Given exercise -
Change "come across" to "spot" in the records from the line with "Where can you find the curved" through the end of the records, keeping everything else the same, and write out only those lines.

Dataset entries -
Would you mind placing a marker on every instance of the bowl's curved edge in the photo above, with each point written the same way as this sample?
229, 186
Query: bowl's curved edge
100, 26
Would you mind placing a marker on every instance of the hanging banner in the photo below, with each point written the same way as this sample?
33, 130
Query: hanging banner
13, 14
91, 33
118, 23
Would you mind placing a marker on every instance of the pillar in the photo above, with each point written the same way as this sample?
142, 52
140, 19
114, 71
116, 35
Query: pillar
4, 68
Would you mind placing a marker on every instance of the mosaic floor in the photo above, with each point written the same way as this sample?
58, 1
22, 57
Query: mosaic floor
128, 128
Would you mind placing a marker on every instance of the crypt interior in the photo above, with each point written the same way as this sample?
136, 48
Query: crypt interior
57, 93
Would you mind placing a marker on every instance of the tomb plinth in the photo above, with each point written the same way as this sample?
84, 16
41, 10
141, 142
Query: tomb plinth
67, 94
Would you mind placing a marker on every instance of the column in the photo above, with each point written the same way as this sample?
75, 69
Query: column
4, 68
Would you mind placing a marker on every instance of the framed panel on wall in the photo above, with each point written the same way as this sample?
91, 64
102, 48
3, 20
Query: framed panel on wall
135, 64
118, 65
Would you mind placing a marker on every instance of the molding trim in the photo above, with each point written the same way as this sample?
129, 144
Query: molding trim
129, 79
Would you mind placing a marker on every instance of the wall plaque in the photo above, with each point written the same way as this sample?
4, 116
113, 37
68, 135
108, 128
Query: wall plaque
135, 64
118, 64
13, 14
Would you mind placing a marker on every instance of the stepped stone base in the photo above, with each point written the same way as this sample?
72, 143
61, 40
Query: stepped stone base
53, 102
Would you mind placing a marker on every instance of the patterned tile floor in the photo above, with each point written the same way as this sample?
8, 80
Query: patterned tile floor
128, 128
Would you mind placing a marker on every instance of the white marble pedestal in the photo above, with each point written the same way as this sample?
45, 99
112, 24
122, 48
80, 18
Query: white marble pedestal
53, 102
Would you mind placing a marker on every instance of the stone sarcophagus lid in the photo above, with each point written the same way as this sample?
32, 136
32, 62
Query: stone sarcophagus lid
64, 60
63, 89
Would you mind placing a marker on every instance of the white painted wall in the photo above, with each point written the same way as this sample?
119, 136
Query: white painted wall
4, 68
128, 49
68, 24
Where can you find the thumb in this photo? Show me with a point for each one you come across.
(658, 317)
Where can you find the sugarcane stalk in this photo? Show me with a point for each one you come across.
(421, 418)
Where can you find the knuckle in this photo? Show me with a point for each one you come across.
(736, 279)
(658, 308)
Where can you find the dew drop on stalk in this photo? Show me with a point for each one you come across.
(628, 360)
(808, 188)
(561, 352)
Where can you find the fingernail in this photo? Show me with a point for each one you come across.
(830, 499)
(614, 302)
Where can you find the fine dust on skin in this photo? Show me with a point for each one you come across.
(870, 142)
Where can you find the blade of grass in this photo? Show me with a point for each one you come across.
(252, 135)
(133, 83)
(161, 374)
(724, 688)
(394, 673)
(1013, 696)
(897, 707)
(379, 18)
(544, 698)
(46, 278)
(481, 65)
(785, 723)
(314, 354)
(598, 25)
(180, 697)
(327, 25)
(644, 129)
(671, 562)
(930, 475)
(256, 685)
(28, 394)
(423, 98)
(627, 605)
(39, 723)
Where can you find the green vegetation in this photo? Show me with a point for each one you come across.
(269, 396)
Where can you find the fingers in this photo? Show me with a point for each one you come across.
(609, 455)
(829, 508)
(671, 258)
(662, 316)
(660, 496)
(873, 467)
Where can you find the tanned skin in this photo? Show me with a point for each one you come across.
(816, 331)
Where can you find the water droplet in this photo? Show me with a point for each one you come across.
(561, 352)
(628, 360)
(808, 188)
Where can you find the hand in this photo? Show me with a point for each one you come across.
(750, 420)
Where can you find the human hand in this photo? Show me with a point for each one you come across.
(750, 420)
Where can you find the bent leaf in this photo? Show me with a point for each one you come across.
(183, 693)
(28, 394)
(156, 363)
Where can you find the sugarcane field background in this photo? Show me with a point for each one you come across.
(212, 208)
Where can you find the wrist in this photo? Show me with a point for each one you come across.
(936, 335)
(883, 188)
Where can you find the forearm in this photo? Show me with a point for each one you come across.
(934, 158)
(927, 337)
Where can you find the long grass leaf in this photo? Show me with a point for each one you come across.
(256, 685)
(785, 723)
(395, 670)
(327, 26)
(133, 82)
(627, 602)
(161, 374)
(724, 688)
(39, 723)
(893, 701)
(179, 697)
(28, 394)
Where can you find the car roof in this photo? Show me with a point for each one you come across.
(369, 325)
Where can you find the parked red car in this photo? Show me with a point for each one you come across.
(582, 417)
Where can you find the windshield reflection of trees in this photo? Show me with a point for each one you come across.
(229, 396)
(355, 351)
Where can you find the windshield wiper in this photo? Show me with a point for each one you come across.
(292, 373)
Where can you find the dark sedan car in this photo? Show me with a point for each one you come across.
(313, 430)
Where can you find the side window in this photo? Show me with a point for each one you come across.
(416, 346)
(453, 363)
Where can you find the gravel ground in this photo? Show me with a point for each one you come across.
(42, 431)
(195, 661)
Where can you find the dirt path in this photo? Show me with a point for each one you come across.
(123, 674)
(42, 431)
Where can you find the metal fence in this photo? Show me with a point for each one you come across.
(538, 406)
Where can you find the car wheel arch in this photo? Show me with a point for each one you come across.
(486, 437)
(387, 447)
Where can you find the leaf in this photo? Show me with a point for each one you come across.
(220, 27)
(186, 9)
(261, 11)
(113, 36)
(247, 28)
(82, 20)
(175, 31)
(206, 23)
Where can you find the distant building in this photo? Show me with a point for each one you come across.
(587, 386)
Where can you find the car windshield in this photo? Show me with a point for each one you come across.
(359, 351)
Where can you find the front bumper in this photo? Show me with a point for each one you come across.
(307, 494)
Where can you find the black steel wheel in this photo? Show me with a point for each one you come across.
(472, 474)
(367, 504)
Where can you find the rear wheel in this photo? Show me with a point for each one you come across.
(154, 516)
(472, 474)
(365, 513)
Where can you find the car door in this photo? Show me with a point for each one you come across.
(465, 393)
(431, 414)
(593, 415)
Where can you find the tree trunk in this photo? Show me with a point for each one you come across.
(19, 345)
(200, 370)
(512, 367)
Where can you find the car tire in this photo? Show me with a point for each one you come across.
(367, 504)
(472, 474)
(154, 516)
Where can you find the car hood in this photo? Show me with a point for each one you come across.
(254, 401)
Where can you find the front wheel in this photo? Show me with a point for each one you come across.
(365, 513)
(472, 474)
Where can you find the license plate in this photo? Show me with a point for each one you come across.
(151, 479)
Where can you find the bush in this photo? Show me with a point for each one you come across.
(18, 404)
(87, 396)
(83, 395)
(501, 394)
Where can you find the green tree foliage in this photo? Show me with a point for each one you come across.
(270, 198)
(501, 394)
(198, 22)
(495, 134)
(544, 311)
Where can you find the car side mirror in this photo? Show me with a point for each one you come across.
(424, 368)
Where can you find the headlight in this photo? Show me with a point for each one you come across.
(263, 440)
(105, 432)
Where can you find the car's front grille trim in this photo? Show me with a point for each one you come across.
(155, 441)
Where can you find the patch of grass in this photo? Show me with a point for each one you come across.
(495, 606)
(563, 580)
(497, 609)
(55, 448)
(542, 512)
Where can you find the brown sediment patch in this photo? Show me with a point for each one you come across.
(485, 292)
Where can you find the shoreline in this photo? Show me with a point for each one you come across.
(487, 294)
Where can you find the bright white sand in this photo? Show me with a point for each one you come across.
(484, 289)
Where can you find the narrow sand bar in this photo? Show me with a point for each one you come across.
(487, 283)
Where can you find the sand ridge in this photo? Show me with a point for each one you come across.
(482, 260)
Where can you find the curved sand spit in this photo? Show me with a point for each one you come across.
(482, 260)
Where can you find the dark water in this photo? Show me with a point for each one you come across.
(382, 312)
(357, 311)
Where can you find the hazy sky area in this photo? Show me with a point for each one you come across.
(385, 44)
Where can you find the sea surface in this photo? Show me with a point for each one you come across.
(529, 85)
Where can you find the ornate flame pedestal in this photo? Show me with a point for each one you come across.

Answer for the task -
Where can you find the curved sand spit in this photo? Show me with a point for each one you spot.
(482, 260)
Where can you find the dark water in this photo? Show me with a point for each one you spot.
(382, 312)
(357, 311)
Where can you find the hazy sky area in this photo? Show me with a point for each one you spot.
(385, 44)
Where can you find the sea surface in this photo? Show me with a point for each one you spot.
(529, 85)
Where can you find the ornate flame pedestal in this photo? Show me with a point for each one you spot.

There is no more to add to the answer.